Records

•••

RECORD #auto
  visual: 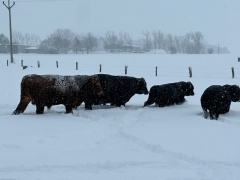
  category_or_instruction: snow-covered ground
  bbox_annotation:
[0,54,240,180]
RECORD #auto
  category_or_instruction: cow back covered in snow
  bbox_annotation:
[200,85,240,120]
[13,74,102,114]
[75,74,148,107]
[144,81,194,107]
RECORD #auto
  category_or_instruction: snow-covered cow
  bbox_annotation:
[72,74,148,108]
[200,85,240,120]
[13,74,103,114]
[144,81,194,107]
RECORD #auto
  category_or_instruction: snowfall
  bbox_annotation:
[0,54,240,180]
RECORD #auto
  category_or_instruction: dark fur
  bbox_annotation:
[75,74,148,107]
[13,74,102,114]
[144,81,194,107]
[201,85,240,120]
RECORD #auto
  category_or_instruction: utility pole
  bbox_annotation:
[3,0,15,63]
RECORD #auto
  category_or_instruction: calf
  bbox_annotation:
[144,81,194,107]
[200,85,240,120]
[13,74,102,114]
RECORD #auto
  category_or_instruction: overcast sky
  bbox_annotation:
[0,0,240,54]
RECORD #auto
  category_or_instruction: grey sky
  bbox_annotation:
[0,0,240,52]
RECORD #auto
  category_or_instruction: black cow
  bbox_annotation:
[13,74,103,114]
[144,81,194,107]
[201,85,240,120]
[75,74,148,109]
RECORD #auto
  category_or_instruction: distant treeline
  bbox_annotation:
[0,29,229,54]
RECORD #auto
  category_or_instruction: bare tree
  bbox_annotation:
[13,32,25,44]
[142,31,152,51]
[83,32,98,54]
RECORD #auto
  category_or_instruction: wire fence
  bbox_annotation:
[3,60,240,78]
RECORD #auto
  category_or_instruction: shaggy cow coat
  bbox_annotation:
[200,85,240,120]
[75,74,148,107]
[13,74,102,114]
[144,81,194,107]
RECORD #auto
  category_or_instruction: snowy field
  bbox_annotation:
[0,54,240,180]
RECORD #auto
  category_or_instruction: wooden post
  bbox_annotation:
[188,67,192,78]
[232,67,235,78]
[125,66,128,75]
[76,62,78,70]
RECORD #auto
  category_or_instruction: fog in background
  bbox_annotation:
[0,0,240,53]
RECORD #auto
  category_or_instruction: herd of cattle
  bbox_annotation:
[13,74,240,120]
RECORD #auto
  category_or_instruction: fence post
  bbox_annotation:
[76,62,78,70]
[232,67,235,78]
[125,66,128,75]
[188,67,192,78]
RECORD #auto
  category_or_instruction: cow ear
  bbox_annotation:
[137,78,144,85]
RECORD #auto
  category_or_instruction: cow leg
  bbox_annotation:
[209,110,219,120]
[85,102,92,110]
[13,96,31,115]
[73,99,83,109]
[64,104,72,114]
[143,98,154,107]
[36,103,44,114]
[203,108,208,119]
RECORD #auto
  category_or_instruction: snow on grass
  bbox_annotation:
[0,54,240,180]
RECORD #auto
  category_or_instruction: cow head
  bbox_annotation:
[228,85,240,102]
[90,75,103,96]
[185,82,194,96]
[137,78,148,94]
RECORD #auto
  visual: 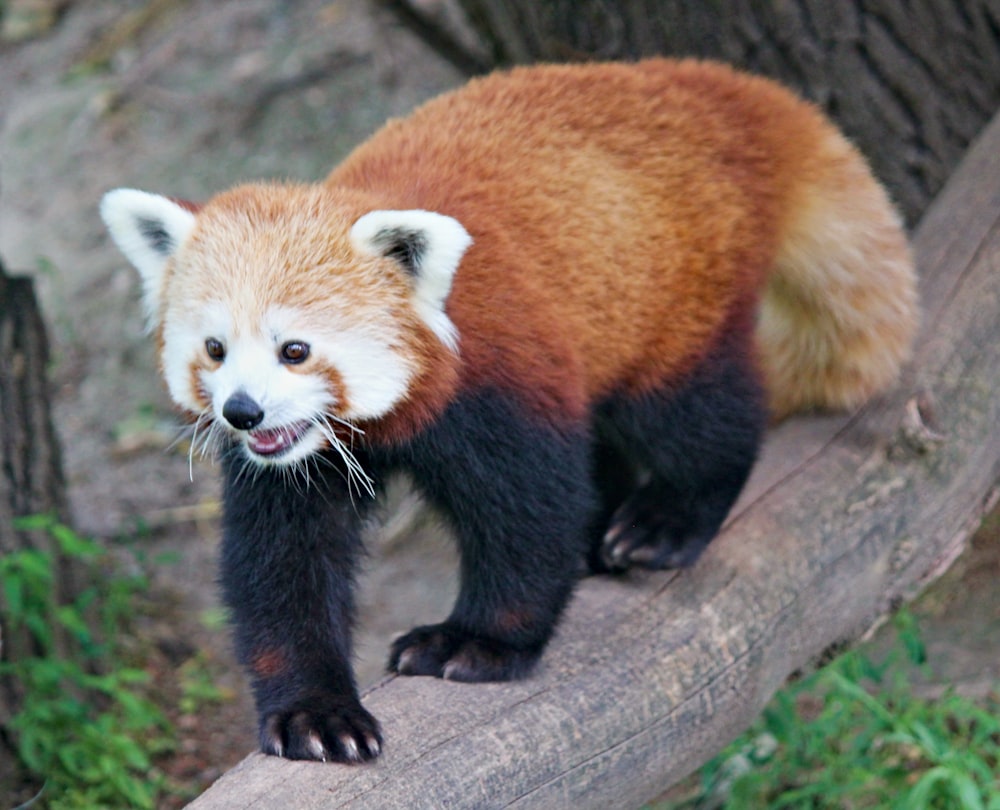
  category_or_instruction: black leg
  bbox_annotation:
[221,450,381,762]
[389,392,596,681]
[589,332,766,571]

•••

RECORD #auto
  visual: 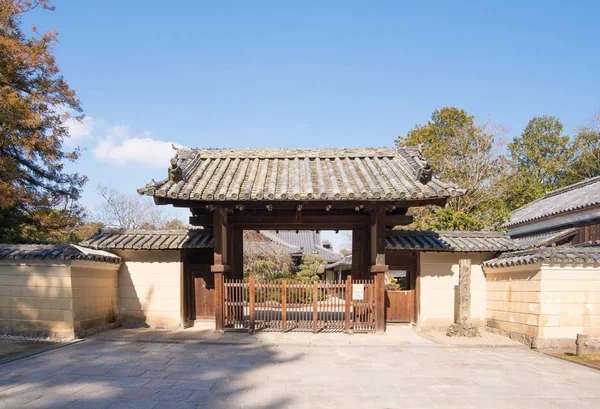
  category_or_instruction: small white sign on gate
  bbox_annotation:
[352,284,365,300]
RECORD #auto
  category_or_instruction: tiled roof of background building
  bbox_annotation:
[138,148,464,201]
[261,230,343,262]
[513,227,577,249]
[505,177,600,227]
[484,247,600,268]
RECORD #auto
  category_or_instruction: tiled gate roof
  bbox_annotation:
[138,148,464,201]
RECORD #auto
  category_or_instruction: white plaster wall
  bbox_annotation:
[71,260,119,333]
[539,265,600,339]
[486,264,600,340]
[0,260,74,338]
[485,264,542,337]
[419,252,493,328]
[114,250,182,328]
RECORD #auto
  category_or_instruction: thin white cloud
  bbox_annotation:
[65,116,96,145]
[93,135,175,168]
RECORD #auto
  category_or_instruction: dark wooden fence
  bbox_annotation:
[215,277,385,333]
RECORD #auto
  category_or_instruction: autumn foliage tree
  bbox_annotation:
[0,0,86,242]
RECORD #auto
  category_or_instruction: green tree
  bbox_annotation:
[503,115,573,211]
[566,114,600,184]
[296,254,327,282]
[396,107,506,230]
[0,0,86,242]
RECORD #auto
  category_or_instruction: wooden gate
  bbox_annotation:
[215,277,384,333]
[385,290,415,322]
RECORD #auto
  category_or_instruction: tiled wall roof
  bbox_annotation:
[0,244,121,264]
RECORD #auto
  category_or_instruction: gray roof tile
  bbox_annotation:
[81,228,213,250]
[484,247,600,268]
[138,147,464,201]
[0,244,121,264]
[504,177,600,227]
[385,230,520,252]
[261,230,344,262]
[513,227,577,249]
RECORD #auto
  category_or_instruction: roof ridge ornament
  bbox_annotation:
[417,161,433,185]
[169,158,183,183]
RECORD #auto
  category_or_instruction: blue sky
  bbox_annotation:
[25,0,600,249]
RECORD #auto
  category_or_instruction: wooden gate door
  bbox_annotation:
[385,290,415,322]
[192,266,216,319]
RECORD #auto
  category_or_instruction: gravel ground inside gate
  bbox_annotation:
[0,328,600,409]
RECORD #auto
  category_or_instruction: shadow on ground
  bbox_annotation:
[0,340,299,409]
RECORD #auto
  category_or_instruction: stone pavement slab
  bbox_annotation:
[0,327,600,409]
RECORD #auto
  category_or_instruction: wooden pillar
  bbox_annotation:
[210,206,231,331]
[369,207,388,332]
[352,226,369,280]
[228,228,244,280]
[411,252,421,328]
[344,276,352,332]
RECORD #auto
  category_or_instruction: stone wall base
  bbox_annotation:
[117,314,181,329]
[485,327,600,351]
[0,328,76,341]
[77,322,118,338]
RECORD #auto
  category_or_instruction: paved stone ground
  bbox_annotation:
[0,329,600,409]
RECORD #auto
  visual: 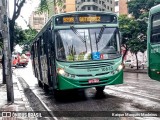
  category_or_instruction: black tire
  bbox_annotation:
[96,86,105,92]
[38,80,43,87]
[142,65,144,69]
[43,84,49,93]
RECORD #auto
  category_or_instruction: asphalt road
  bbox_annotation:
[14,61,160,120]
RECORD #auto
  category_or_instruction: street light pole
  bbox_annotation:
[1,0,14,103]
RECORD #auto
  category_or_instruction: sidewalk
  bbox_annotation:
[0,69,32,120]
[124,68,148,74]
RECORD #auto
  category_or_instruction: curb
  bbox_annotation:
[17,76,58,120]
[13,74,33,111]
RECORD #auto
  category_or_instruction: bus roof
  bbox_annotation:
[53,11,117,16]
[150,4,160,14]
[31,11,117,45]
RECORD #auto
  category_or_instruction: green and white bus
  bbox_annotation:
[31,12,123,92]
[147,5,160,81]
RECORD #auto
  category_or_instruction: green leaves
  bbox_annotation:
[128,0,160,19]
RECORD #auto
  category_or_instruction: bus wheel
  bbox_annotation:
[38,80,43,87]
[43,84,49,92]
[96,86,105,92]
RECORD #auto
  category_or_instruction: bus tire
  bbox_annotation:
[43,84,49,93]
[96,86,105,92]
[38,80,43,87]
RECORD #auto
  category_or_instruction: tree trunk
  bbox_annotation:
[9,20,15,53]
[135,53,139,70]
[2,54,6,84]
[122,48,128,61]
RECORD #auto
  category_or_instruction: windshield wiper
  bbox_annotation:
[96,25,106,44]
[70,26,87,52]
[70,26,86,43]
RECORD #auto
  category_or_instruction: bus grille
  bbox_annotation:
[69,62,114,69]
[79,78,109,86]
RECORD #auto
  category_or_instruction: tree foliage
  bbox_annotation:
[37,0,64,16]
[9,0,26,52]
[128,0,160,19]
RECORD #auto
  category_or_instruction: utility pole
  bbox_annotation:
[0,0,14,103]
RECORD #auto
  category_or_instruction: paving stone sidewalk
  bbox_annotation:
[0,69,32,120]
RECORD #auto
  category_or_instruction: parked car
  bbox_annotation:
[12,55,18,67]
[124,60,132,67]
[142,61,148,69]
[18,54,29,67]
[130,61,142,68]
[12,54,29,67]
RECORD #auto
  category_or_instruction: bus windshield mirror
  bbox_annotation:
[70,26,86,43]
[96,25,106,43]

•••

● **WHAT THE TASK ASKS**: Count the lines of the entries above that contain the string "tiled", and give only that number.

● **SOLUTION TO THIS EXERCISE**: 3